» Required work: Whenever a line in the data contains "curtain", show that line.

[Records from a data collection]
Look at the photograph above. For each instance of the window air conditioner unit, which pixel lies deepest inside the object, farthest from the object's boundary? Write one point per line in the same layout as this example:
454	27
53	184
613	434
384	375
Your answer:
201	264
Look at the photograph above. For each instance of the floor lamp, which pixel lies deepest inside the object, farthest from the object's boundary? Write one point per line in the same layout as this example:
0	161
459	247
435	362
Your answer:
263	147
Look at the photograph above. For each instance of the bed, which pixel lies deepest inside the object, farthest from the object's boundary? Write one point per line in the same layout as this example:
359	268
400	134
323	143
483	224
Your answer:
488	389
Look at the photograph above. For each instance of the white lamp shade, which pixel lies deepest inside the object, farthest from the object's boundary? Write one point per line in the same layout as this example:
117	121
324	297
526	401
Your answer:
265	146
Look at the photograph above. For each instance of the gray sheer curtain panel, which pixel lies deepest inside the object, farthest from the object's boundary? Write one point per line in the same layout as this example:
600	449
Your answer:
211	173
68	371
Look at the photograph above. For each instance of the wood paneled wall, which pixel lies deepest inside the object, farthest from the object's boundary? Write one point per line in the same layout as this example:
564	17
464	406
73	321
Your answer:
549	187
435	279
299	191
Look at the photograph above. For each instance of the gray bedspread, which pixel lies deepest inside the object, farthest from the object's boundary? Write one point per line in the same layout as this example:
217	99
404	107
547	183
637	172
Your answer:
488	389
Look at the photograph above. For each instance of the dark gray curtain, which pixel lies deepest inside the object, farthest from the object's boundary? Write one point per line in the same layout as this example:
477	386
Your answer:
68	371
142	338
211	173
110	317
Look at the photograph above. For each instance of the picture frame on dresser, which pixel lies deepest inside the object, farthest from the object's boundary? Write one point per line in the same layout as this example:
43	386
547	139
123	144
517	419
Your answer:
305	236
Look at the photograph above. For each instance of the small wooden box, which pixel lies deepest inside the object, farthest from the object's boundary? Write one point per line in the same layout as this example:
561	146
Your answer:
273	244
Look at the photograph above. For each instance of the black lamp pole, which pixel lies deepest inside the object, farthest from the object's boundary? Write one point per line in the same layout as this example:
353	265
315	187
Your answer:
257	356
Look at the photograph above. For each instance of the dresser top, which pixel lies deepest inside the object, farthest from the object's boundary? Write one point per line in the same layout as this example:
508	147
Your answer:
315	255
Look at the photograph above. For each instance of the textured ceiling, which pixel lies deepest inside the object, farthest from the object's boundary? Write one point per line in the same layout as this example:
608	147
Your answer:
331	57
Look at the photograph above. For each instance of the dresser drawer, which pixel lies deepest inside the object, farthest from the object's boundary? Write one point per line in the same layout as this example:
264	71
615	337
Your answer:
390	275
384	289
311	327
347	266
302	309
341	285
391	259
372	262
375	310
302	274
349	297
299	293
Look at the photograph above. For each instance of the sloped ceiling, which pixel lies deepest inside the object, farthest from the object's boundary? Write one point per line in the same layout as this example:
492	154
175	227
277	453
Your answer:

» Result of the task:
Look at the photograph above. For each instance of the gray sheer curtain panel, which pixel lies deepest inside the object, farthest from the object's boundary? Write one point per line in the same layout as this example:
Look at the photograph above. For each instance of the dark gray curtain, which pixel lies deepest inside the object, farthest from the object's boundary? Write one point per line in the same layout as this example:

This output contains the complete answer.